**YOUR OBJECTIVE:** Collect every line below that contains the word "Please", and copy each one in full.

Records of labeled points:

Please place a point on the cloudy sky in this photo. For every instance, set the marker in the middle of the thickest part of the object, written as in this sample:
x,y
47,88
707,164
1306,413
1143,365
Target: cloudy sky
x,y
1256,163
---
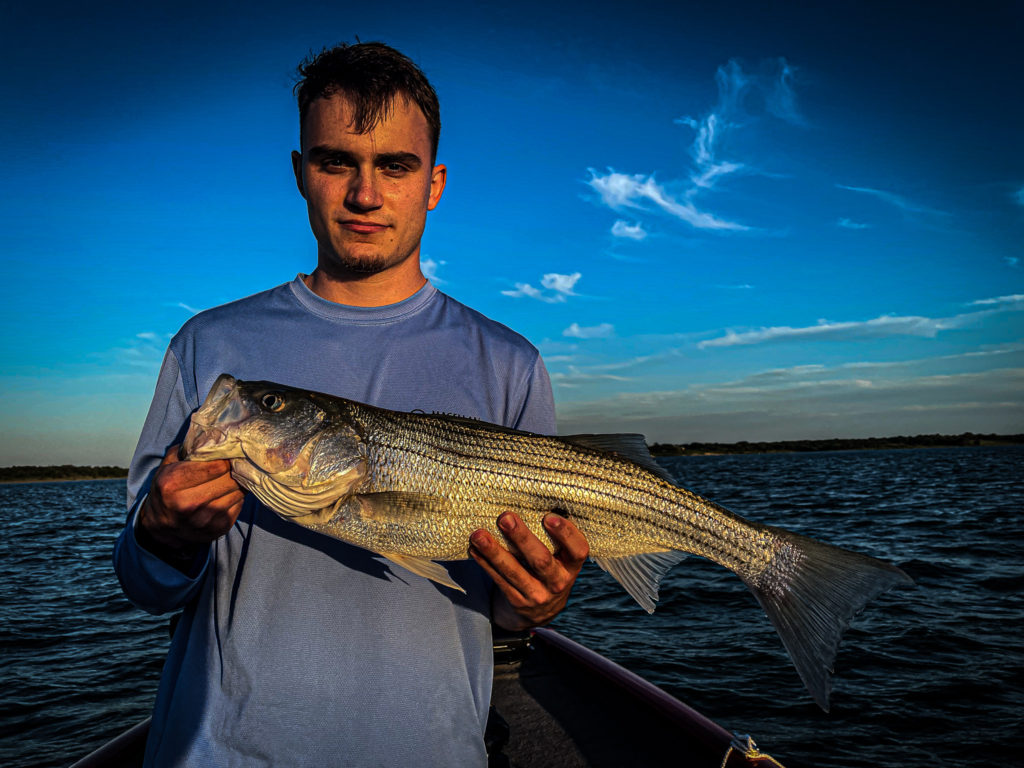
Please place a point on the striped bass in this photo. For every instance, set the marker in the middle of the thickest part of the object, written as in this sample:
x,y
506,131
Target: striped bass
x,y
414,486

**TASK RESPONSE:**
Please place a point on the cloudy sky in this photo. For every instance, set the marker in the middle of the thickest part of the object, written as in this sample:
Please place a point on the striped bass in this photo. For every instance, set the marker in the middle of the thickest part of the object, written as in this sample:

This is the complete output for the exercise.